# QUÉ HACER
1 - Responde estas preguntas sobre el fragmento acerca del estilo:
(a) ¿Entre qué dos necesidades resuelve armoniosamente el conflicto algo que consigue tener estilo?
(b) ¿Qué viene a ser el estilo, según el fragmento?
(c) ¿A qué categoría eleva el estilo la necesidad?
2 - Devuelve cada línea de las filas que contenga la palabra "green".

# FRAGMENTO DEL TEXTO
--------------------

El estilo no es la persecución de una línea
arbitraria, ni de una imagen hija de una quimera. Por el contrario, algo
consigue tenerlo cuando ha resuelto armoniosamente el conflicto entre la
necesidad elemental y la necesidad de belleza; cuando, obediente a la función
que la obra desempeña, obedece igualmente a esa cifra secreta que todo paisaje físico
y social alberga en su seno.
Y así, el estilo viene a ser un lenguaje. Si
sabemos leer en las cosas que lo tienen, descubriremos no sólo los ensueños y
anhelos de quienes las fabricaron y usaron, sino también su vida, su vida en la
expresión más vulgar, que ha dejado justamente de ser vulgar para quedar
ennoblecida y hermoseada. El estilo ennoblece la necesidad; no la ignora, simplemente
la eleva a la categoría de las cosas inventadas.

--------------------

# FILAS DEL EJERCICIO
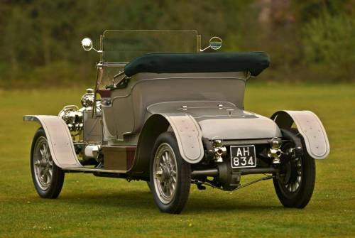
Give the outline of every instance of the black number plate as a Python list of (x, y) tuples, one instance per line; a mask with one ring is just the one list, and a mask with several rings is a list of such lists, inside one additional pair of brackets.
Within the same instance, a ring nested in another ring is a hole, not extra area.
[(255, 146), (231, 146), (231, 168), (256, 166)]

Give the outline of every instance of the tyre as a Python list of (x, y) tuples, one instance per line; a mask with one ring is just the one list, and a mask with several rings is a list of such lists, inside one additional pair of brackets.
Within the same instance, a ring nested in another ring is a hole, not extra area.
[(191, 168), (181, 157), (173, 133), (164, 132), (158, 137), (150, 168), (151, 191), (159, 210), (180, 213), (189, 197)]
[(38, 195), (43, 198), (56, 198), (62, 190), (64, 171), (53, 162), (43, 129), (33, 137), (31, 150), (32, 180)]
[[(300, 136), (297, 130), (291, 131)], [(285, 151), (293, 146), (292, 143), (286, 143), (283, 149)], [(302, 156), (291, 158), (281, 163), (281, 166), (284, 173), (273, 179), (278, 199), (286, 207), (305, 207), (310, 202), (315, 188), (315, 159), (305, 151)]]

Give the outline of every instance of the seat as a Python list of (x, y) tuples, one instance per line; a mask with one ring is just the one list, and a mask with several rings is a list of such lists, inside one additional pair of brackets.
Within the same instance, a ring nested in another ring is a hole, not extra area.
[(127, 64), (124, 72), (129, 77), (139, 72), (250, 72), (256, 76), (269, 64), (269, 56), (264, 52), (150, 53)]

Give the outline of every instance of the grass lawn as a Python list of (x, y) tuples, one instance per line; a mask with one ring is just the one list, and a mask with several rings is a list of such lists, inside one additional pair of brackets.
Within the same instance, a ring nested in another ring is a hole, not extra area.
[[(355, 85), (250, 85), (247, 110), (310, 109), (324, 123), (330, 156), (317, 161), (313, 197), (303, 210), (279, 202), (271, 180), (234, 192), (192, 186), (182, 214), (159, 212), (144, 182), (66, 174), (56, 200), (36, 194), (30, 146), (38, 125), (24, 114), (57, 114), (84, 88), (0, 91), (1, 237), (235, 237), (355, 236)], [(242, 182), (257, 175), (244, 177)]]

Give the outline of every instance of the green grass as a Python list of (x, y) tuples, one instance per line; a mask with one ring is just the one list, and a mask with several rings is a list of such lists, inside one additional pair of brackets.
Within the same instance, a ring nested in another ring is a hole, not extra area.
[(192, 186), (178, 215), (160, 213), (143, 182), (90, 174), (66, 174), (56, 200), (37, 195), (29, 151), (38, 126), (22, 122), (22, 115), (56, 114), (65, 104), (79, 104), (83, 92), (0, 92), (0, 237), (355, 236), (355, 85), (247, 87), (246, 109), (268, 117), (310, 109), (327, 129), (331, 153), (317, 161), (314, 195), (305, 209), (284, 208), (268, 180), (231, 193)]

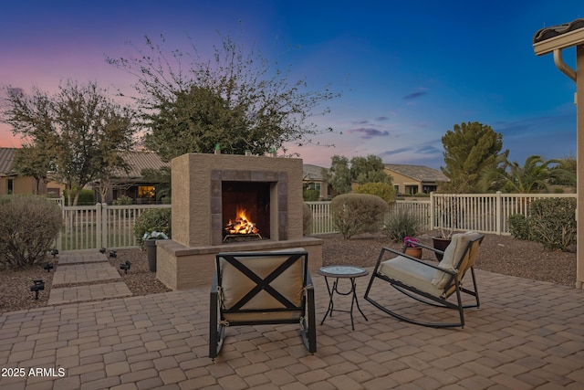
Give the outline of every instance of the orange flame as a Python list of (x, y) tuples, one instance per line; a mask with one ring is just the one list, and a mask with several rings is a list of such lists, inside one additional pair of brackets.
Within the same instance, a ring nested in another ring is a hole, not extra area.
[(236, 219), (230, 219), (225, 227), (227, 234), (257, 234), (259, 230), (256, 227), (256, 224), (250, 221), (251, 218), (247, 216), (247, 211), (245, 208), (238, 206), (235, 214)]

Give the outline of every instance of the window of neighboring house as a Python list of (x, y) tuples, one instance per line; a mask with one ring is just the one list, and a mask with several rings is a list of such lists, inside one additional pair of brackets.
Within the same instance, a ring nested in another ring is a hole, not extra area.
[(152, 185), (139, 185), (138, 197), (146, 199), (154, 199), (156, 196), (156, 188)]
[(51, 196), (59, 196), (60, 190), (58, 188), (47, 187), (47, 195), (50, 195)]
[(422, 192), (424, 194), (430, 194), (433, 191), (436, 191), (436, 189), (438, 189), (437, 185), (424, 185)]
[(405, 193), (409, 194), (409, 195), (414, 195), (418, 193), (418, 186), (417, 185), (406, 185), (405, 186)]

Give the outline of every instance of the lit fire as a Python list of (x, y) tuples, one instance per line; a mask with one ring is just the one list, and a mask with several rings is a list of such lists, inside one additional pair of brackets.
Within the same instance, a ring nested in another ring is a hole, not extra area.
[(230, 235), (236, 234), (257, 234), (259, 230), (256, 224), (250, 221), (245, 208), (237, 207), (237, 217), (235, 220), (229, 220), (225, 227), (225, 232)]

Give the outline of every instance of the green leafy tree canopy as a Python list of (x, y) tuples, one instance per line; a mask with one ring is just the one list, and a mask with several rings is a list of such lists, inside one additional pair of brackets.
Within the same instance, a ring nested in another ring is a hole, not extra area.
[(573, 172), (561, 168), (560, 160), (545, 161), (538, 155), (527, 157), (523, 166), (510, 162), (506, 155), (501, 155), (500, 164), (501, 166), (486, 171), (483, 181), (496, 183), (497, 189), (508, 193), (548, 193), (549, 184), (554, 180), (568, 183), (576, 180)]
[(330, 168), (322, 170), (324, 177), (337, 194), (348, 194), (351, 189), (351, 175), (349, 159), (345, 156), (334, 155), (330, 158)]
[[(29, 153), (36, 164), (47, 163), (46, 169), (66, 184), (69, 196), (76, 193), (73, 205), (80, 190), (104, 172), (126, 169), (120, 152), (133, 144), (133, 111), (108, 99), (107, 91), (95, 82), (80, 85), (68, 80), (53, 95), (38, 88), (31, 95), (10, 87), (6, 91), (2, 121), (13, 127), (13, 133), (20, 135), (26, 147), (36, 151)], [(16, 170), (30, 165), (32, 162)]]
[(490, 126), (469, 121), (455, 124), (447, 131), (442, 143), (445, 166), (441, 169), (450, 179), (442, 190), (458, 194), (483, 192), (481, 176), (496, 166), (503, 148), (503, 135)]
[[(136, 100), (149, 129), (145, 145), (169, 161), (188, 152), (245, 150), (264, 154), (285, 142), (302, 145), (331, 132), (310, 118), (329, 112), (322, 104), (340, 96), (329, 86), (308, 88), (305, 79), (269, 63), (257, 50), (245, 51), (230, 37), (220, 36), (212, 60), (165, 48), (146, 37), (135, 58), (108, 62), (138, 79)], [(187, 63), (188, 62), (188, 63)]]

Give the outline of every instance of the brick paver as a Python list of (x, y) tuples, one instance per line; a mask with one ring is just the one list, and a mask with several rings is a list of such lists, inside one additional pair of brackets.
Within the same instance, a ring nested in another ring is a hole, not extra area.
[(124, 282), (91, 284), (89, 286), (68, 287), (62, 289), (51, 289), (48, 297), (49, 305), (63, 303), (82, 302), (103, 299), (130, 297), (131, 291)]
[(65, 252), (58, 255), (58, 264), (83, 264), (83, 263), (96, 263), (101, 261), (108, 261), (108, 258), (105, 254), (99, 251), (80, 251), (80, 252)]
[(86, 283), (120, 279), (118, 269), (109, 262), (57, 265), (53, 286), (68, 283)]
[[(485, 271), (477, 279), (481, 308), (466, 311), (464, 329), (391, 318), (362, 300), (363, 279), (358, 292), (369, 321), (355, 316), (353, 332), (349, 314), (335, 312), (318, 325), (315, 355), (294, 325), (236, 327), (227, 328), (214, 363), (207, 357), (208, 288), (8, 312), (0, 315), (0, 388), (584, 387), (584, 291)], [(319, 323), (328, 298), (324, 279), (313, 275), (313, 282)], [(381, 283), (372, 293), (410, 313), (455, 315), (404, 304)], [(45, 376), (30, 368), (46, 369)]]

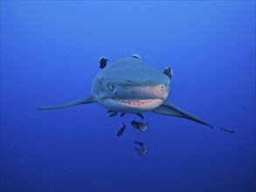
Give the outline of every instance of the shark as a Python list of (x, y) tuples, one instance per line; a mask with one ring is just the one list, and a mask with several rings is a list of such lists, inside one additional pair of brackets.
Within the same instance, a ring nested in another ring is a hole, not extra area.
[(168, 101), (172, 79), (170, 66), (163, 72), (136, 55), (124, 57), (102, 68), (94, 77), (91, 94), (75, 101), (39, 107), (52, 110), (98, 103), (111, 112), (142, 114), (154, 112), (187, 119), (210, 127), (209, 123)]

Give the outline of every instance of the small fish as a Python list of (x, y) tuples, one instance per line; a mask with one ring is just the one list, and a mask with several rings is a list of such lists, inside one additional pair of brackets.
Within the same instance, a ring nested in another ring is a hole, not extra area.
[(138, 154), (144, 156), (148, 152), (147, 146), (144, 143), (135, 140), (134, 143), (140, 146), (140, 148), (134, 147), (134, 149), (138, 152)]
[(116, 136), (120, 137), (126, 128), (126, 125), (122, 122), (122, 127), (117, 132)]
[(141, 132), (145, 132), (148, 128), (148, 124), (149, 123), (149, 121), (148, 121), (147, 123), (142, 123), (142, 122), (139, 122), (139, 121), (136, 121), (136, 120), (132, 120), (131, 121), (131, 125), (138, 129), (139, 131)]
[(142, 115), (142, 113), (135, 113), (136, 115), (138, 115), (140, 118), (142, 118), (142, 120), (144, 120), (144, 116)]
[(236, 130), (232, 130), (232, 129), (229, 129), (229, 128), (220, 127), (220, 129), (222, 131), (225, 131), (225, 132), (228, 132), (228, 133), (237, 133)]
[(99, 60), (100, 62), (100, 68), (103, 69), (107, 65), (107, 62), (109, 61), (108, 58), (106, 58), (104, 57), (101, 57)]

--------------------

# RESPUESTAS FINALES
1 -
(a) Entre la necesidad elemental y la necesidad de belleza.
(b) Un lenguaje.
(c) A la categoría de las cosas inventadas.

2 -
Give the outline of every instance of the green grass as a Python list of (x, y) tuples, one instance per line; a mask with one ring is just the one list, and a mask with several rings is a list of such lists, inside one additional pair of brackets.
Give the outline of every instance of the green leafy tree canopy as a Python list of (x, y) tuples, one instance per line; a mask with one ring is just the one list, and a mask with several rings is a list of such lists, inside one additional pair of brackets.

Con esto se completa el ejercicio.